Employers provide most Texans with health insurance.
Only 45.6% of Texans have employer-sponsored health insurance.
Less than 33% of small employers in Texas offer health insurance to their employees.
Texas has so many uninsured because of all the undocumented immigrants.
74% of uninsured Texans are citizens.
Undocumented immigrants drive up health costs.
Undocumented immigrants consume less health care than citizens. They are generally a healthy population, younger and able-bodied workers. Furthermore they contribute to paying for health care by paying sales and other forms of taxes.
The uninsured don’t work.
There is always Medicaid for those that can’t afford private health insurance.
Texas is one of the states with the strictest criteria for adults to qualify for Medicaid. In Texas a working parent with two children who makes more than $3,396 per year makes too much money to qualify for Medicaid. Disabled adults earning more than $7,884 per year are ineligible for Medicaid. Read more about Texans' access to health at The Center for Public Policy Priorities.
If you really need health care, you can get it.
A 2009 Harvard study shows that 45,000 Americans die unnecessarily every year just because they have no health insurance. Of those, 4,675 Texans died unnecessarily because they lacked health insurance.
If people just make healthy choices, our health care costs would go down.
80% of our health care dollars are spent by the sickest 20% of the population. Making the already healthy 80% healthier, will not cut costs. Additionally, our health care system does not reward preventitive health care but does reward sick care. Primary care providers are paid far less than specialists. A single-payer health system would make preventive care economically feasible for both patients and doctors.

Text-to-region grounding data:
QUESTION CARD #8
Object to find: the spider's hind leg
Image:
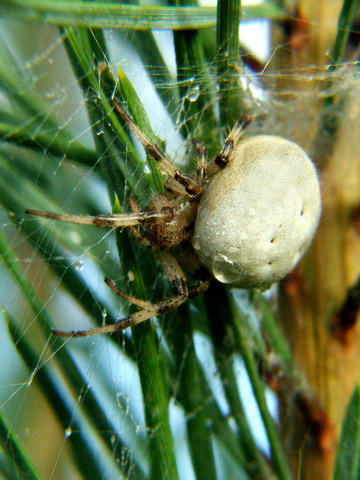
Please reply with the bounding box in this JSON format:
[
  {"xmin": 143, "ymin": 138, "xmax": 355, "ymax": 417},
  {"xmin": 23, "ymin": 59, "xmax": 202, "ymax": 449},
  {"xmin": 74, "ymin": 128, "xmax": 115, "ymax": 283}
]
[
  {"xmin": 112, "ymin": 102, "xmax": 202, "ymax": 197},
  {"xmin": 53, "ymin": 252, "xmax": 210, "ymax": 337}
]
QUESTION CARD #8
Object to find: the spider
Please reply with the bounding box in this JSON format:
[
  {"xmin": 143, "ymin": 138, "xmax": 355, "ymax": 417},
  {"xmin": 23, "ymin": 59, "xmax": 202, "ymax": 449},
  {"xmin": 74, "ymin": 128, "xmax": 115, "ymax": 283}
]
[{"xmin": 26, "ymin": 102, "xmax": 320, "ymax": 337}]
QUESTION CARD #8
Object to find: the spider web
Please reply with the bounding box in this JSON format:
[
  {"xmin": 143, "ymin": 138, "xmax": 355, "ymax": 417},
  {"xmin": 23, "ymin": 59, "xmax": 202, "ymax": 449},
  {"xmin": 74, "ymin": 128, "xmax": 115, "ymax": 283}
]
[{"xmin": 0, "ymin": 9, "xmax": 358, "ymax": 479}]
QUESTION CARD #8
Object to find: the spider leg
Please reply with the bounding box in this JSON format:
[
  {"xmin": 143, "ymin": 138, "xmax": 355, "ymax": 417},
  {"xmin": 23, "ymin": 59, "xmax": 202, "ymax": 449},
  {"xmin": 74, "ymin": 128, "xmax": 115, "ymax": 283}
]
[
  {"xmin": 208, "ymin": 115, "xmax": 253, "ymax": 176},
  {"xmin": 25, "ymin": 208, "xmax": 173, "ymax": 228},
  {"xmin": 52, "ymin": 279, "xmax": 210, "ymax": 337},
  {"xmin": 52, "ymin": 252, "xmax": 211, "ymax": 337},
  {"xmin": 192, "ymin": 138, "xmax": 207, "ymax": 182},
  {"xmin": 112, "ymin": 102, "xmax": 202, "ymax": 197}
]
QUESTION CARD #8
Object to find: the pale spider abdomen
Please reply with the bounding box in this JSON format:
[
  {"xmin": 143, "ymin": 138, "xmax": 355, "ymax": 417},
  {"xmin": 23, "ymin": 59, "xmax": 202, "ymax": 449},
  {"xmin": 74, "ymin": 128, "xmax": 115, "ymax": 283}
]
[{"xmin": 193, "ymin": 135, "xmax": 321, "ymax": 289}]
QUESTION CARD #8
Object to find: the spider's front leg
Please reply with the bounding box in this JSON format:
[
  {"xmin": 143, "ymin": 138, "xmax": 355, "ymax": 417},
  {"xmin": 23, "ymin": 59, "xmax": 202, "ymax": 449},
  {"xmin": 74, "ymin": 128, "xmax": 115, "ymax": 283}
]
[
  {"xmin": 25, "ymin": 208, "xmax": 173, "ymax": 228},
  {"xmin": 53, "ymin": 252, "xmax": 210, "ymax": 337},
  {"xmin": 207, "ymin": 115, "xmax": 253, "ymax": 176},
  {"xmin": 112, "ymin": 102, "xmax": 203, "ymax": 197}
]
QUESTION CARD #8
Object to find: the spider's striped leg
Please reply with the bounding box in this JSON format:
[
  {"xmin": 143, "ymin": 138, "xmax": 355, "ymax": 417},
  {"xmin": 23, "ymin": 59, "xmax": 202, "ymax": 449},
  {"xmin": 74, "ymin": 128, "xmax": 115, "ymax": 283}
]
[
  {"xmin": 53, "ymin": 252, "xmax": 210, "ymax": 337},
  {"xmin": 112, "ymin": 102, "xmax": 202, "ymax": 197},
  {"xmin": 207, "ymin": 115, "xmax": 253, "ymax": 176},
  {"xmin": 25, "ymin": 209, "xmax": 172, "ymax": 228}
]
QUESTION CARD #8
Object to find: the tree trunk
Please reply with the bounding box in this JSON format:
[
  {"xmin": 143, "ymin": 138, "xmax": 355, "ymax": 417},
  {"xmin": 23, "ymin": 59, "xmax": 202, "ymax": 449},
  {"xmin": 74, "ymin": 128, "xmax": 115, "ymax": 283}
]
[{"xmin": 275, "ymin": 0, "xmax": 360, "ymax": 480}]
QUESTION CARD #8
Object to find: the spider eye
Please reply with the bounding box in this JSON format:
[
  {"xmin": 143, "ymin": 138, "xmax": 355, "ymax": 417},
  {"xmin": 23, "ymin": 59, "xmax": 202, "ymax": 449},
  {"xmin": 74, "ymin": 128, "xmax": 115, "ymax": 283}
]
[{"xmin": 193, "ymin": 135, "xmax": 321, "ymax": 289}]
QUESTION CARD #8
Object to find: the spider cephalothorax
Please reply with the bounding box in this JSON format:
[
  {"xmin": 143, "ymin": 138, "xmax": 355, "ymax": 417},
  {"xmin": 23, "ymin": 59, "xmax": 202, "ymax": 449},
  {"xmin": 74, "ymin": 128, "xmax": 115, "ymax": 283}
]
[{"xmin": 27, "ymin": 103, "xmax": 321, "ymax": 336}]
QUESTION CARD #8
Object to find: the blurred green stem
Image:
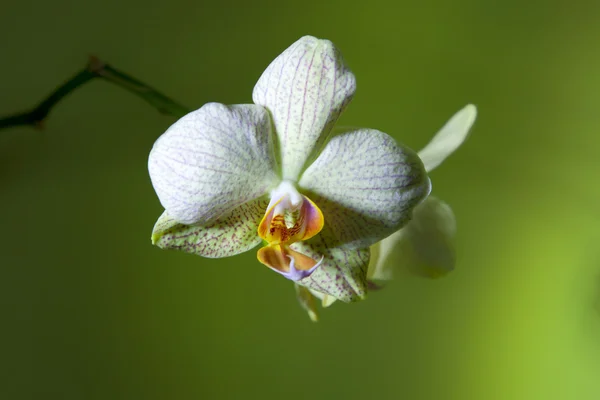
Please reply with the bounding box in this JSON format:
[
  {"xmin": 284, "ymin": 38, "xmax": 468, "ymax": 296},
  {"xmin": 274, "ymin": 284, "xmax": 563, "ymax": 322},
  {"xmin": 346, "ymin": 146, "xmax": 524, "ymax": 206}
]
[{"xmin": 0, "ymin": 57, "xmax": 190, "ymax": 129}]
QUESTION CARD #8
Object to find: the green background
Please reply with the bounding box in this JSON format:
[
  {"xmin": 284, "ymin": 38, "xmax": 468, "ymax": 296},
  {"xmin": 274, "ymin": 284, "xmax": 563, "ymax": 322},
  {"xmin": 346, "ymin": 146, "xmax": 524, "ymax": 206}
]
[{"xmin": 0, "ymin": 0, "xmax": 600, "ymax": 400}]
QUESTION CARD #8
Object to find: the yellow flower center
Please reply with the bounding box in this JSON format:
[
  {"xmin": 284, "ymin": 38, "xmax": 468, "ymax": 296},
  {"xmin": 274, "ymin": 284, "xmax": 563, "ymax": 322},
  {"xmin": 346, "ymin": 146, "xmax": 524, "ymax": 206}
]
[{"xmin": 257, "ymin": 182, "xmax": 324, "ymax": 280}]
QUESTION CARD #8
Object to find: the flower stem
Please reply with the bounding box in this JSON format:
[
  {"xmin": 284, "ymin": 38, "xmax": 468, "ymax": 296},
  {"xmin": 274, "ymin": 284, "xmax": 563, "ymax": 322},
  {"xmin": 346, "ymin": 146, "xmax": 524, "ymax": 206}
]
[{"xmin": 0, "ymin": 57, "xmax": 190, "ymax": 129}]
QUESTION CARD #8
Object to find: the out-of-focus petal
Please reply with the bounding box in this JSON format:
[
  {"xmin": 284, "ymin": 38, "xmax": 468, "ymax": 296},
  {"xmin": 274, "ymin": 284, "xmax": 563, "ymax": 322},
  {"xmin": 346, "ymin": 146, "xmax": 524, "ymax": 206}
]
[
  {"xmin": 148, "ymin": 103, "xmax": 278, "ymax": 225},
  {"xmin": 290, "ymin": 225, "xmax": 369, "ymax": 303},
  {"xmin": 419, "ymin": 104, "xmax": 477, "ymax": 172},
  {"xmin": 299, "ymin": 129, "xmax": 431, "ymax": 248},
  {"xmin": 309, "ymin": 289, "xmax": 337, "ymax": 307},
  {"xmin": 294, "ymin": 283, "xmax": 319, "ymax": 322},
  {"xmin": 368, "ymin": 196, "xmax": 456, "ymax": 280},
  {"xmin": 252, "ymin": 36, "xmax": 356, "ymax": 181},
  {"xmin": 152, "ymin": 198, "xmax": 269, "ymax": 258}
]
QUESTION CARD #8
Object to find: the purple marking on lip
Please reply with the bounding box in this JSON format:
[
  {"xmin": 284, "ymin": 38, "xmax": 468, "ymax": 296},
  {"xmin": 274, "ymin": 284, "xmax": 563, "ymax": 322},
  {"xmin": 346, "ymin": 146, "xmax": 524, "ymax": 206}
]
[{"xmin": 271, "ymin": 256, "xmax": 325, "ymax": 282}]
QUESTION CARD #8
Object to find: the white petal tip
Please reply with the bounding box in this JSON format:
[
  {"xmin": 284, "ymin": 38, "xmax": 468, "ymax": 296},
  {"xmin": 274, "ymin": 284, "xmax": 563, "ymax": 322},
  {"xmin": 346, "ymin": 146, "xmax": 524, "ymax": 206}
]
[{"xmin": 419, "ymin": 104, "xmax": 477, "ymax": 172}]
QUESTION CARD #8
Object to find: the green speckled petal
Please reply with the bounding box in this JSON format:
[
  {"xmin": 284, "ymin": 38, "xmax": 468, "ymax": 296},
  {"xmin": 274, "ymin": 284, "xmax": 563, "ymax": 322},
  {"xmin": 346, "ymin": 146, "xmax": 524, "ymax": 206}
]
[
  {"xmin": 148, "ymin": 103, "xmax": 279, "ymax": 224},
  {"xmin": 291, "ymin": 225, "xmax": 369, "ymax": 303},
  {"xmin": 152, "ymin": 198, "xmax": 269, "ymax": 258},
  {"xmin": 299, "ymin": 129, "xmax": 431, "ymax": 248},
  {"xmin": 252, "ymin": 36, "xmax": 356, "ymax": 181}
]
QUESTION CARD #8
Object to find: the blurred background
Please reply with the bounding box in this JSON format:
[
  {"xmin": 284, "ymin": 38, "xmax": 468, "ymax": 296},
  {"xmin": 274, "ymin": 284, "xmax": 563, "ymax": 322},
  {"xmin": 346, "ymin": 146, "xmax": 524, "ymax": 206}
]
[{"xmin": 0, "ymin": 0, "xmax": 600, "ymax": 400}]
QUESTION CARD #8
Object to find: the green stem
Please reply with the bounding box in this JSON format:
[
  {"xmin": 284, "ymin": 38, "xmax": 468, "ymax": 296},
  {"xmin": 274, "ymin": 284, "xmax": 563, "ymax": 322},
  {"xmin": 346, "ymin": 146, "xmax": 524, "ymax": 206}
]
[{"xmin": 0, "ymin": 57, "xmax": 190, "ymax": 129}]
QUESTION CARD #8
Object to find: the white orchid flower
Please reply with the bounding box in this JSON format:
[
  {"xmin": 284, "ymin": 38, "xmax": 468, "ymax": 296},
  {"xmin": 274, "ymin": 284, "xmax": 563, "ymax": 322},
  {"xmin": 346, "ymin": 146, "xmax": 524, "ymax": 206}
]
[
  {"xmin": 148, "ymin": 36, "xmax": 431, "ymax": 319},
  {"xmin": 298, "ymin": 104, "xmax": 477, "ymax": 319}
]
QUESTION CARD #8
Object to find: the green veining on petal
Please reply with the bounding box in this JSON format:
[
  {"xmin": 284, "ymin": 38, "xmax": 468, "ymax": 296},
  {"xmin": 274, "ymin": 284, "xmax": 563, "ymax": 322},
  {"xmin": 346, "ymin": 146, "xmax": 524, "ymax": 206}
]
[
  {"xmin": 252, "ymin": 36, "xmax": 356, "ymax": 181},
  {"xmin": 152, "ymin": 198, "xmax": 268, "ymax": 258},
  {"xmin": 299, "ymin": 129, "xmax": 431, "ymax": 248}
]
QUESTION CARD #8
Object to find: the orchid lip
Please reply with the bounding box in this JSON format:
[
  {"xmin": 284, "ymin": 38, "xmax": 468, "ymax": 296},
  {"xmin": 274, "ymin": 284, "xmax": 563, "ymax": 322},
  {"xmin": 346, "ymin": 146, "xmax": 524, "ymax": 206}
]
[{"xmin": 272, "ymin": 255, "xmax": 325, "ymax": 282}]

Task set:
A) List each distinct percentage figure that appears in the Texas health care text.
B) Repeat the part of the Texas health care text that opens with the words containing "Undocumented immigrants consume" and closes with "Public Policy Priorities.".
These records come from a separate source.

Written responses:
A) 45.6%, 33%, 74%, 80%, 20%

B)
Undocumented immigrants consume less health care than citizens. They are generally a healthy population, younger and able-bodied workers. Furthermore they contribute to paying for health care by paying sales and other forms of taxes.
The uninsured don’t work.
There is always Medicaid for those that can’t afford private health insurance.
Texas is one of the states with the strictest criteria for adults to qualify for Medicaid. In Texas a working parent with two children who makes more than $3,396 per year makes too much money to qualify for Medicaid. Disabled adults earning more than $7,884 per year are ineligible for Medicaid. Read more about Texans' access to health at The Center for Public Policy Priorities.